Exercise goal: Print, unchanged, the stretch of the records below that opens with the line containing "Where can the stethoscope be" and closes with the line containing "<point>89,90</point>", both of those lines included.

Source material:
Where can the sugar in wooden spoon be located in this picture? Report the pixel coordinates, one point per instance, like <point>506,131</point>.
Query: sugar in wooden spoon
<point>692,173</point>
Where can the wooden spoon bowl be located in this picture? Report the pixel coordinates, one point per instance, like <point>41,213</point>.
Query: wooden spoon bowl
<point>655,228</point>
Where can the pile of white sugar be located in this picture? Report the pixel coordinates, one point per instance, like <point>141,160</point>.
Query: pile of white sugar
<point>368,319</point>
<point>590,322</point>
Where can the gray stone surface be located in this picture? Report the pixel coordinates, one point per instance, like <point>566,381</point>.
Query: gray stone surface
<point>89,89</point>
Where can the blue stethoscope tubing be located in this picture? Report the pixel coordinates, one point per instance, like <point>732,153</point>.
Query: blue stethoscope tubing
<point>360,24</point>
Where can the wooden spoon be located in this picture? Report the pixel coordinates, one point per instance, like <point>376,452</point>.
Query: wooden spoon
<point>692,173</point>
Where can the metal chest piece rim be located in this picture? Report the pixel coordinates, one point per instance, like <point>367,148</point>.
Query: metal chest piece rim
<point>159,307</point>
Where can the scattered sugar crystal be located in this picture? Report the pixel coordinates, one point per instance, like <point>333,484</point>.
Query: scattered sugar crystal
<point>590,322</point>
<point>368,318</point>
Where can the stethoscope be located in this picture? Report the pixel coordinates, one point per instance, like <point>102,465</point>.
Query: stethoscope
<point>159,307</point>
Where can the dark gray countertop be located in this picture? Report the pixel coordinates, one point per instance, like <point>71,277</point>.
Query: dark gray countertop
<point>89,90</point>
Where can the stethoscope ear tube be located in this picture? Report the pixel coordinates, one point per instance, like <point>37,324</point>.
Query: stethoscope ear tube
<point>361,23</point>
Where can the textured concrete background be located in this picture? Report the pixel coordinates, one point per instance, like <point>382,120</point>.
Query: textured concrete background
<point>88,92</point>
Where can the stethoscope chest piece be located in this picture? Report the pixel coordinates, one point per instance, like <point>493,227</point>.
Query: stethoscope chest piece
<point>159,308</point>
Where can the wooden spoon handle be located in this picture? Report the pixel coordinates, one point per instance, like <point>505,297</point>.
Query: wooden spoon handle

Completed task:
Where can the stethoscope be located in this picture? Report the pixel coordinates, one point per instance, like <point>102,465</point>.
Query: stethoscope
<point>159,307</point>
Where can the dark gray countertop be located in this picture? Report the pixel coordinates, one point per instance, like <point>71,277</point>.
Query: dark gray countertop
<point>89,90</point>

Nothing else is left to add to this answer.